* _Data under study_:
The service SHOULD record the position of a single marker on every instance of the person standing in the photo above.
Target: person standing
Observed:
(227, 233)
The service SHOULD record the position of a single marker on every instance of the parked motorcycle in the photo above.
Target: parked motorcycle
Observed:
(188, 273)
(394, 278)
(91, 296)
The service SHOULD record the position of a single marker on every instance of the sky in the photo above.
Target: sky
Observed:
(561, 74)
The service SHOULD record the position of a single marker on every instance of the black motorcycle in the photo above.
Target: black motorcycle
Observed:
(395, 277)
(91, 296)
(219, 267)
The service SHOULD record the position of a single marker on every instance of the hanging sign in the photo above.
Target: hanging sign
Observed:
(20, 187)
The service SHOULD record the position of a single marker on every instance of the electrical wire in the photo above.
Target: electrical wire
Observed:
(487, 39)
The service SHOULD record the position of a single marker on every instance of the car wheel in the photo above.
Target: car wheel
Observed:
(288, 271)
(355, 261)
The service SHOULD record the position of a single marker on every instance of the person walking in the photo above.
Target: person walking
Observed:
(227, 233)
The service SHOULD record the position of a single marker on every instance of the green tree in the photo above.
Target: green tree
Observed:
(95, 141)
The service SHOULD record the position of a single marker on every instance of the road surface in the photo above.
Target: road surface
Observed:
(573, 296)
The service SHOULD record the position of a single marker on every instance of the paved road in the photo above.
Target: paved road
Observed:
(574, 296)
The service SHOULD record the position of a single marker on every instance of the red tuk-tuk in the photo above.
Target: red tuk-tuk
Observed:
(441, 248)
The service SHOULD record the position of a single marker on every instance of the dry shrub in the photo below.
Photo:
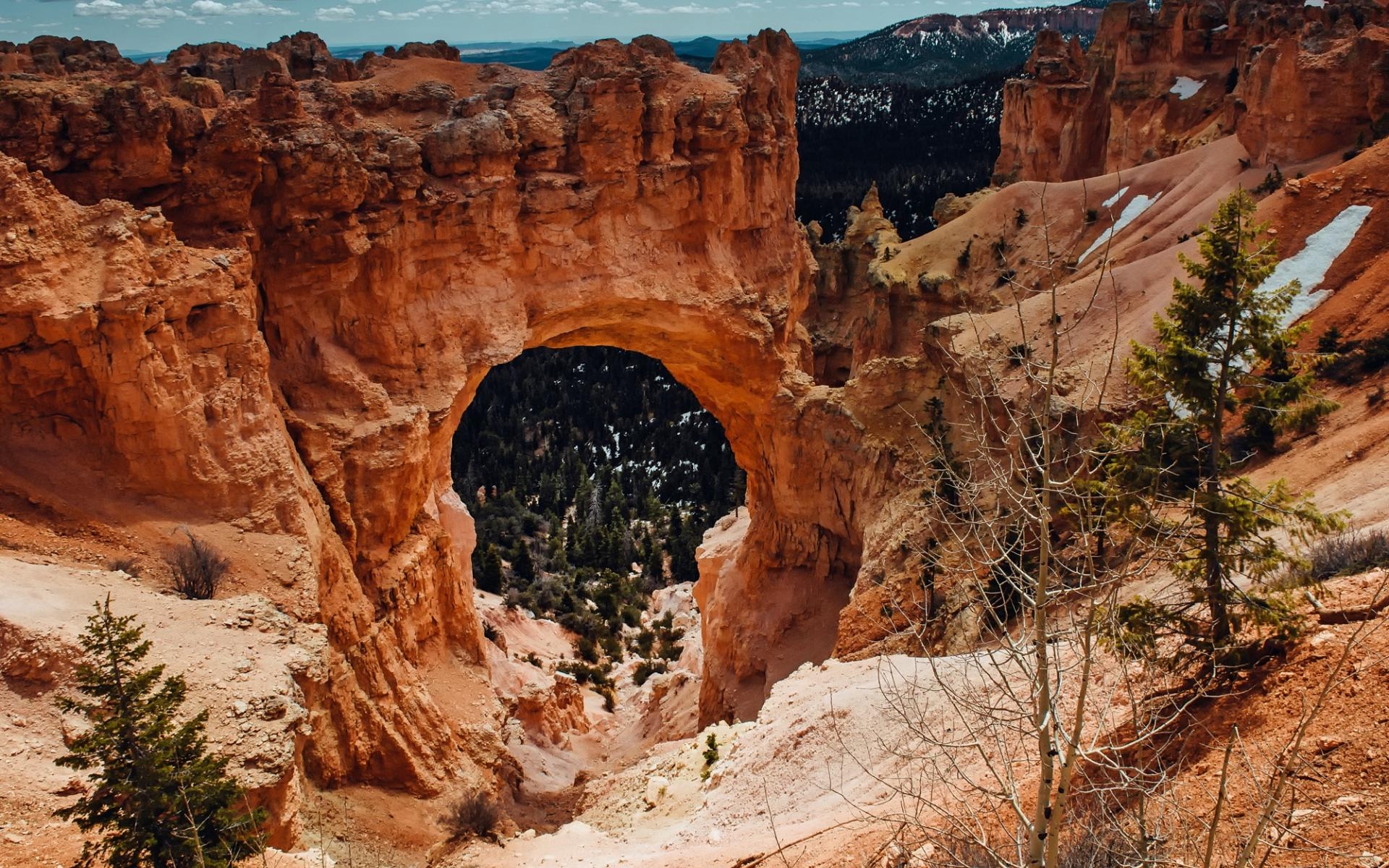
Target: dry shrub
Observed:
(471, 816)
(1348, 553)
(197, 569)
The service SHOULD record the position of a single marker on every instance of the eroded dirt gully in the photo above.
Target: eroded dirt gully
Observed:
(252, 294)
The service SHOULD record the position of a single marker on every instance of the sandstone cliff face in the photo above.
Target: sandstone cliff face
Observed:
(313, 274)
(1292, 81)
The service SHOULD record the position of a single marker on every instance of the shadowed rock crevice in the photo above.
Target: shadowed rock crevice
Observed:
(330, 263)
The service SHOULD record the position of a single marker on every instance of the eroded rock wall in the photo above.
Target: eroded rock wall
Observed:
(1292, 81)
(270, 294)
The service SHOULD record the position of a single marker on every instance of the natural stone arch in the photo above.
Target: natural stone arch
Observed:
(360, 253)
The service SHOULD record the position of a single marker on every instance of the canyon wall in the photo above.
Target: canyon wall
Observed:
(260, 288)
(1292, 81)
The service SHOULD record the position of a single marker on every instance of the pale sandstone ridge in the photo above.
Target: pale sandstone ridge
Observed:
(359, 255)
(1292, 81)
(281, 324)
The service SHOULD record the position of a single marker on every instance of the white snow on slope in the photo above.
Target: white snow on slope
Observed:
(1312, 263)
(1131, 211)
(1111, 200)
(1186, 88)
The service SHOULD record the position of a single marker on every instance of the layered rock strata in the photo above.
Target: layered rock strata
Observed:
(260, 288)
(1294, 81)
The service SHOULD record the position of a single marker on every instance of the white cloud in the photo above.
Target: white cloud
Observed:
(146, 12)
(153, 13)
(238, 7)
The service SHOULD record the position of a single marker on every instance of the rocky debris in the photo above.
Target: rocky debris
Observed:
(1249, 69)
(438, 49)
(552, 712)
(54, 56)
(303, 427)
(952, 208)
(35, 658)
(307, 56)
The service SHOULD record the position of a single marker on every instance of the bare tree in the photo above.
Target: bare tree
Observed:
(1052, 745)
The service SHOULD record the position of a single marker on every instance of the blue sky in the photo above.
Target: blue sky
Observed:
(150, 25)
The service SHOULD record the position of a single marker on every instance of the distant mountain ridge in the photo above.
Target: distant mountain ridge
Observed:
(940, 51)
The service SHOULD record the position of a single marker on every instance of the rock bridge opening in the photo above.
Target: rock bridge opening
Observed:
(286, 344)
(590, 475)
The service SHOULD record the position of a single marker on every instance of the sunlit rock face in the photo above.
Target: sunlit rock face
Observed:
(1294, 81)
(261, 286)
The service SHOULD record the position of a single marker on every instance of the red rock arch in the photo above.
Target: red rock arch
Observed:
(359, 255)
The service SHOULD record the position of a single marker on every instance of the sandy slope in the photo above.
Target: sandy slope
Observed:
(239, 658)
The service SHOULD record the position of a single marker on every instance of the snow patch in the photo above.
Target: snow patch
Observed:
(1312, 263)
(1131, 211)
(1186, 88)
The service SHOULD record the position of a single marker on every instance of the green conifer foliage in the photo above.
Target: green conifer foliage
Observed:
(1221, 347)
(157, 796)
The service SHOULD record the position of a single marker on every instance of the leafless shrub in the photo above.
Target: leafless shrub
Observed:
(1348, 553)
(471, 816)
(197, 569)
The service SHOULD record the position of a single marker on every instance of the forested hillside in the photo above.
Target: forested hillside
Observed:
(917, 143)
(579, 464)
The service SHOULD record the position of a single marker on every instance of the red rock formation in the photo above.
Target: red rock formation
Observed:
(552, 712)
(1295, 82)
(359, 256)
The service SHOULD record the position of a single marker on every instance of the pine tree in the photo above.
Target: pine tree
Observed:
(1217, 342)
(522, 567)
(488, 570)
(158, 798)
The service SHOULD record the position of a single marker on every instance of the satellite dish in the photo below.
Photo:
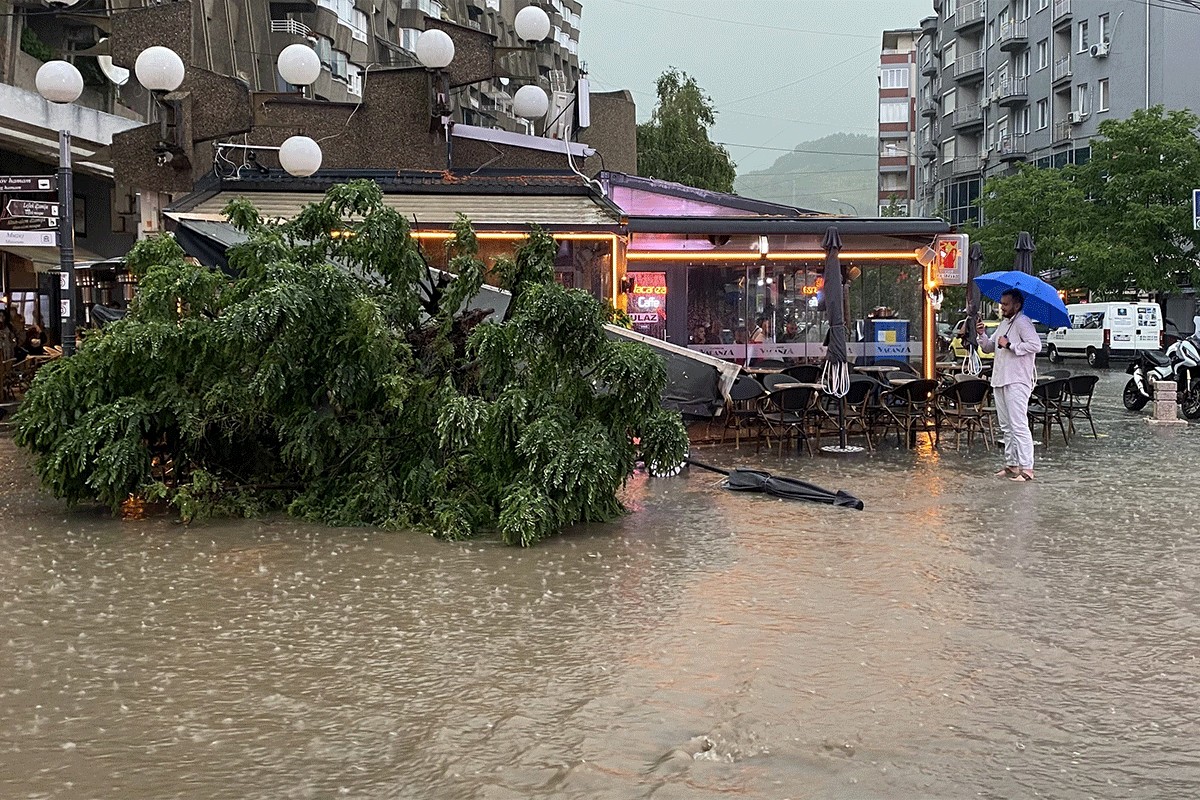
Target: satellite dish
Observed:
(119, 76)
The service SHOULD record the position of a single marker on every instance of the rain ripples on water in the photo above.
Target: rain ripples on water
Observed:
(961, 637)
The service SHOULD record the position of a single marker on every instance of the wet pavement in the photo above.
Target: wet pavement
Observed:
(964, 636)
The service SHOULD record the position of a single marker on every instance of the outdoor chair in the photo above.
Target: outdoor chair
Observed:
(790, 413)
(963, 409)
(1047, 408)
(1078, 401)
(861, 402)
(743, 411)
(903, 366)
(912, 409)
(805, 373)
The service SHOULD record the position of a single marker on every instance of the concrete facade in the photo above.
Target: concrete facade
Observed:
(1031, 80)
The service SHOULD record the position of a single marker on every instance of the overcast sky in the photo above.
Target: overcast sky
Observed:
(779, 71)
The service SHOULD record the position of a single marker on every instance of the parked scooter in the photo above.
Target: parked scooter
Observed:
(1181, 364)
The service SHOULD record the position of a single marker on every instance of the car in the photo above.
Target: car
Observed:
(960, 352)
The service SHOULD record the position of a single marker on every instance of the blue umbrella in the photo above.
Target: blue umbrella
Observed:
(1042, 300)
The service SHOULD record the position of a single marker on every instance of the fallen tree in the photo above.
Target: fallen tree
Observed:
(340, 379)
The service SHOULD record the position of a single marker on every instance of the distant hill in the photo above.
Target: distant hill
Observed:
(813, 178)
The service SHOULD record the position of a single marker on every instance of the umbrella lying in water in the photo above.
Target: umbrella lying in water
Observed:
(790, 488)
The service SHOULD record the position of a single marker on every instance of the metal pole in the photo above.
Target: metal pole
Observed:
(66, 242)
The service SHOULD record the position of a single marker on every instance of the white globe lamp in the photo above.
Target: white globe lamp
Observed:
(435, 49)
(531, 102)
(59, 82)
(159, 68)
(299, 65)
(532, 24)
(300, 156)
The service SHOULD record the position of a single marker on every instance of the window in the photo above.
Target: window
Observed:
(1023, 65)
(893, 110)
(359, 24)
(1021, 122)
(894, 78)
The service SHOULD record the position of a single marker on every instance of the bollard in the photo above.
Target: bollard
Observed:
(1167, 409)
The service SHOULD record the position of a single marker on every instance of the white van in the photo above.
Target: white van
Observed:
(1107, 330)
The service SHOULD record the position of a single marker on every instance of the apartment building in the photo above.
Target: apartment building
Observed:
(898, 122)
(1008, 82)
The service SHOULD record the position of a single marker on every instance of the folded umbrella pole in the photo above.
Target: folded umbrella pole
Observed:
(790, 488)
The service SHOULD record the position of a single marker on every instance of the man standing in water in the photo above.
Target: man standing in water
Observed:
(1012, 380)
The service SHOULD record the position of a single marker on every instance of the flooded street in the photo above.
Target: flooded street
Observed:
(964, 637)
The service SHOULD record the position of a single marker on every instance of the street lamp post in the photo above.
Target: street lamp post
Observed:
(59, 82)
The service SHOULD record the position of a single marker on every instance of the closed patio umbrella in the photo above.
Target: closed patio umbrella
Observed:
(1025, 247)
(835, 376)
(970, 338)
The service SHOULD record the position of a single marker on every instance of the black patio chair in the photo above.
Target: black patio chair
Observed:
(1047, 408)
(805, 373)
(964, 409)
(743, 411)
(1078, 401)
(912, 409)
(790, 411)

* _Prompt_: A complete answer lists each line of the data that holds the word "pavement".

* _Answer to this task_:
The service SHOULD record the position of a single marker on every instance of the wet pavement in the photo above.
Target: wet pavement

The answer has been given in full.